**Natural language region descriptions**

======

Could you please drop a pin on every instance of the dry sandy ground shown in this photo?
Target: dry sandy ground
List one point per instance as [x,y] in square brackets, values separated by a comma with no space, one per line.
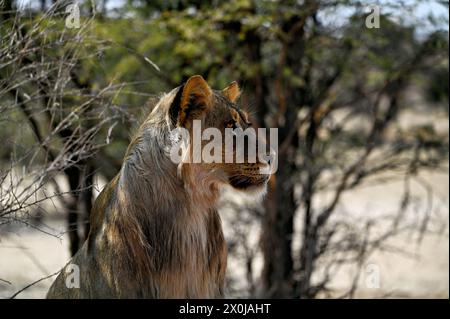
[27,254]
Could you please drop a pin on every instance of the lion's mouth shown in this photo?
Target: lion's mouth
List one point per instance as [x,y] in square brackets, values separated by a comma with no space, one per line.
[244,182]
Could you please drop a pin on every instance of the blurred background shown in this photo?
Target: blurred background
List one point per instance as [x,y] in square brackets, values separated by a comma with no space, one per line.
[358,90]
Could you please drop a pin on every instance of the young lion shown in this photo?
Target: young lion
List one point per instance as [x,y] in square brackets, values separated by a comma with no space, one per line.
[155,231]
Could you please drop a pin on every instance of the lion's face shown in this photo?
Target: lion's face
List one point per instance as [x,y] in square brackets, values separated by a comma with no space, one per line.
[243,163]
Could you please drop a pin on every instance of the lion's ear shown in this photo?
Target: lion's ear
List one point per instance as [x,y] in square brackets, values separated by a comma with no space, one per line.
[232,92]
[192,99]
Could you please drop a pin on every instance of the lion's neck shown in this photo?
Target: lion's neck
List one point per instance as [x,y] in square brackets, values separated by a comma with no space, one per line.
[165,223]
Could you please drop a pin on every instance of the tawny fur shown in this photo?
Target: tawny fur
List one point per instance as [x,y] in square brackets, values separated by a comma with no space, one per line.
[155,231]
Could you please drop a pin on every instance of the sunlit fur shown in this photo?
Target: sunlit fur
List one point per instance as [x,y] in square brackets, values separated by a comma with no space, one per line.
[155,231]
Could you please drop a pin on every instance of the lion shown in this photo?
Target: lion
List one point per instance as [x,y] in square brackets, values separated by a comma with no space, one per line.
[155,230]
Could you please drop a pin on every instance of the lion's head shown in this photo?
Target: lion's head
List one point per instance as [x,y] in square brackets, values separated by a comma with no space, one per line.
[223,144]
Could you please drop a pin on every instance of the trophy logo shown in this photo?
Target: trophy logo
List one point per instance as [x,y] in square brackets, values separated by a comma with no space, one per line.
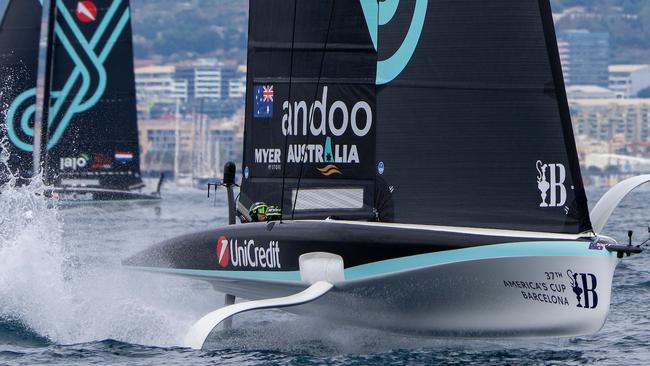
[551,185]
[584,287]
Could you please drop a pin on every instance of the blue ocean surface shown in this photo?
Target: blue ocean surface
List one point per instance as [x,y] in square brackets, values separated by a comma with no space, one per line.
[66,300]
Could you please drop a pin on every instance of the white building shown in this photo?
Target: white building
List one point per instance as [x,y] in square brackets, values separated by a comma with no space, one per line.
[207,81]
[628,80]
[237,88]
[157,82]
[589,92]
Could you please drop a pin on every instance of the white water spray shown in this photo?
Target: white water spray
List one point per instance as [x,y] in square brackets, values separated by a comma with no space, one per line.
[50,284]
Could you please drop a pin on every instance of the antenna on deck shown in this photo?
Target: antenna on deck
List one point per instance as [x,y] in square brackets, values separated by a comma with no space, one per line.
[228,181]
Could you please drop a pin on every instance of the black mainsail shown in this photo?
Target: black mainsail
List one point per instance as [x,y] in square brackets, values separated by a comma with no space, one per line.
[93,137]
[20,29]
[439,112]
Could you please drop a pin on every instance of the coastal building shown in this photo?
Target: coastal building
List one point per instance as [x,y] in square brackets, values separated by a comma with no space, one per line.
[628,80]
[624,120]
[589,92]
[204,145]
[158,82]
[586,57]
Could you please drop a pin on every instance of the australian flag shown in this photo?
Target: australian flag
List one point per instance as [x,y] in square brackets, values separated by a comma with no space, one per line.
[263,106]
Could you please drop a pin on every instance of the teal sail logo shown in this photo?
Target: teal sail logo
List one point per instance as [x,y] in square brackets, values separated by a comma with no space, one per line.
[378,13]
[85,85]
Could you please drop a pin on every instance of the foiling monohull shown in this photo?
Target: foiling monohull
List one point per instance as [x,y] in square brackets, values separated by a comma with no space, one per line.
[89,149]
[423,155]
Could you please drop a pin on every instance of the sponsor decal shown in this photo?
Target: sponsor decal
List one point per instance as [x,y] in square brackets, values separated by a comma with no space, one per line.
[550,182]
[329,170]
[247,254]
[549,289]
[595,245]
[223,251]
[67,196]
[584,287]
[102,161]
[553,288]
[74,164]
[263,106]
[86,11]
[123,156]
[327,119]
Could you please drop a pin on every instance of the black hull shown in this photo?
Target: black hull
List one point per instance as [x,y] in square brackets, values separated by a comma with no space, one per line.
[71,196]
[283,243]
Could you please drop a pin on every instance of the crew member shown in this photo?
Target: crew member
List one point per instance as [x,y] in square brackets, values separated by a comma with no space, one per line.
[273,213]
[257,212]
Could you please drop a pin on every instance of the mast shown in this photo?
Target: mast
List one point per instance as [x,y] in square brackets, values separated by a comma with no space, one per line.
[177,140]
[41,126]
[413,116]
[20,36]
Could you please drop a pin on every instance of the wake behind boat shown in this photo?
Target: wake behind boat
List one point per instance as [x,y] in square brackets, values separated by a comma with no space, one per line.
[88,151]
[427,172]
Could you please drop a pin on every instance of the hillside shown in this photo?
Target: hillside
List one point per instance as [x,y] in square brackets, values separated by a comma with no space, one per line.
[627,21]
[177,29]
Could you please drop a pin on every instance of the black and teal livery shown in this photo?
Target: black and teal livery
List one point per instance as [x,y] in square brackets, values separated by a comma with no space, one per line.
[20,30]
[426,147]
[89,101]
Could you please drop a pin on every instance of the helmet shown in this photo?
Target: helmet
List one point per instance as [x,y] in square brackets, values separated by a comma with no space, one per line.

======

**What you need to do**
Transcribe the lines above between the line holding "Target: sponsor decal" and the line holding "Target: crew member", inclusive, exactly as they stand and with nothing added.

**Solution for this task**
Target: sponsor decal
List one point per instance as [x,y] in square brackets, values separated by a comma with no space, one per line.
[550,182]
[329,170]
[247,254]
[549,289]
[595,245]
[223,251]
[67,196]
[584,287]
[102,161]
[553,288]
[74,164]
[263,106]
[86,11]
[123,156]
[327,119]
Could you please drop a pin on every instance of the black hull shown in this photo?
Target: black hull
List one point per instance as [x,y] in square brackets, values separated by a comma with no space, one per line.
[71,196]
[283,243]
Could you please drop a pin on every instance of the crew member shown in this photo?
Target: crew member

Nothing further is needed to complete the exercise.